Настоящей публикацией я начинаю серию произведений Сергея Сокурова, которые уже знакомы читателям, но за давностью лет на ветру перемен уже стёрлись из памяти. При этом, по моему мнению, эти произведения не потеряли своей актуальности.
Обращаю внимание читателей сего, что я получил доступ в архив автора текстов и облечён доверием распоряжаться ими по своему усмотрению, вплоть до редактирования.
Итак, предлагаю первый материал, который, согласитесь, актуален сегодня.

§ Поставленное задание A: Выпишите из текста все глаголы в форме прошедшего времени, не считая причастий.
§ Поставленное задание B: Перепишите из текста дословно отрывок, который начинается там, где стоят слова «Настоящей публикацией я», и заканчивается после слов «потеряли своей актуальности.».

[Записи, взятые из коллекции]
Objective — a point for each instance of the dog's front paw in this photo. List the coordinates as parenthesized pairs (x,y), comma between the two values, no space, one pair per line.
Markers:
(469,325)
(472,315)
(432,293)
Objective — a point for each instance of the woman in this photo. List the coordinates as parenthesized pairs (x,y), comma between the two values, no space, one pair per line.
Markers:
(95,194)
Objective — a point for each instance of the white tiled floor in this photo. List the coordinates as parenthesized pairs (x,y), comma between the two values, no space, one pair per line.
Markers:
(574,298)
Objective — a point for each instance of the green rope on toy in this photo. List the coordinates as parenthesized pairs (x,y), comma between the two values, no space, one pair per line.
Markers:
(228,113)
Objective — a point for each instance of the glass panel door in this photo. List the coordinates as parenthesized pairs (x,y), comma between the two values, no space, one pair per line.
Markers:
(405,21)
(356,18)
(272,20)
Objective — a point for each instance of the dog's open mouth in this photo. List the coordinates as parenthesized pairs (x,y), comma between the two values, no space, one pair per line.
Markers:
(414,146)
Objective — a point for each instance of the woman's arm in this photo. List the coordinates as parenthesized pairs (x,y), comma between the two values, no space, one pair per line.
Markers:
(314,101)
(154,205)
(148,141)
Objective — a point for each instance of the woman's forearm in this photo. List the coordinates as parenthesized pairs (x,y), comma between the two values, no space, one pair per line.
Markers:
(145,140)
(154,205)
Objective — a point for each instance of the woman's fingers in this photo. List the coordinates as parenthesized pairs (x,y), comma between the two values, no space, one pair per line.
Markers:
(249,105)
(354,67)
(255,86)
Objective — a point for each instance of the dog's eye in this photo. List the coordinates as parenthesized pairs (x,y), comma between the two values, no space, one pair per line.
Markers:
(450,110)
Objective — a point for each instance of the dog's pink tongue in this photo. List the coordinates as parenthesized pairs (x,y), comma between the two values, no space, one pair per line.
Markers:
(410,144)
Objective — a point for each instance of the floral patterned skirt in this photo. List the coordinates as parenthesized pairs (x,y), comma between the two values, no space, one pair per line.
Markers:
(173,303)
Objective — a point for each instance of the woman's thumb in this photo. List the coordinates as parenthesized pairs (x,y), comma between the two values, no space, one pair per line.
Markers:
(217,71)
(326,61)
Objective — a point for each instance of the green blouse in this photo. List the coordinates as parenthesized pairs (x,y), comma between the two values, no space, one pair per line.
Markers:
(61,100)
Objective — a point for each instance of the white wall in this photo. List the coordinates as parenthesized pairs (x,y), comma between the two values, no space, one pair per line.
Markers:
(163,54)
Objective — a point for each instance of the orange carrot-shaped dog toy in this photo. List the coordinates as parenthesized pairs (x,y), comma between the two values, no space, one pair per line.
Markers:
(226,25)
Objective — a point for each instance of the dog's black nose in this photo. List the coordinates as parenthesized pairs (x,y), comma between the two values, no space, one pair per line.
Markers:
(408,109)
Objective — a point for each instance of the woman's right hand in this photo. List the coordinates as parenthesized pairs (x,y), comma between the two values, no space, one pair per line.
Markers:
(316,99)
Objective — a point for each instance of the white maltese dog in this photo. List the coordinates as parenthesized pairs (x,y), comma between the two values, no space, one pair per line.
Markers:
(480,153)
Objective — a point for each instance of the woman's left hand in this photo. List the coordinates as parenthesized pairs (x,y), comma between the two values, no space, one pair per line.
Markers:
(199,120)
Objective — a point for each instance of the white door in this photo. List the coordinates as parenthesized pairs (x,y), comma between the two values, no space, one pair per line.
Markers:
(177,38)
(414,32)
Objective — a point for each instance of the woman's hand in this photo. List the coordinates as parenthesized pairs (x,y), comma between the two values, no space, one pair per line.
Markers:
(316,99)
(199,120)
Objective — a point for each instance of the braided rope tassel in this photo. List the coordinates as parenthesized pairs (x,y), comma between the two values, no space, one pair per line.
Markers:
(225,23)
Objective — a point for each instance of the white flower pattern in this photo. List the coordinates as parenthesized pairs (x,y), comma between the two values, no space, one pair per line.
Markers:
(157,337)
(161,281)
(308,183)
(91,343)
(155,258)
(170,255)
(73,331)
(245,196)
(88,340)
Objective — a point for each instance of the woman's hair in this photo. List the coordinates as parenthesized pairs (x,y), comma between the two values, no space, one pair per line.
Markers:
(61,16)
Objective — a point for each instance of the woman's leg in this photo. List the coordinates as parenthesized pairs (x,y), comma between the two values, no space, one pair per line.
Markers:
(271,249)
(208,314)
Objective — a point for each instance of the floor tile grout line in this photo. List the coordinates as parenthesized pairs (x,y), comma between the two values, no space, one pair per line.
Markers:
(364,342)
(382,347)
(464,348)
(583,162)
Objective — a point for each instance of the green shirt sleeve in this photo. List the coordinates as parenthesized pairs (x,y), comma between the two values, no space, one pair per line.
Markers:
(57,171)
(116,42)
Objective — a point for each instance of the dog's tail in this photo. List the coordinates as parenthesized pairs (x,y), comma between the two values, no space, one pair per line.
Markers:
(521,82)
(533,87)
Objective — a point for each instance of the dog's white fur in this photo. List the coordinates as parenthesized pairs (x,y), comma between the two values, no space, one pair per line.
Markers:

§ Письменный ответ A: стёрлись, потеряли, получил

§ Письменный ответ B:
Настоящей публикацией я начинаю серию произведений Сергея Сокурова, которые уже знакомы читателям, но за давностью лет на ветру перемен уже стёрлись из памяти. При этом, по моему мнению, эти произведения не потеряли своей актуальности.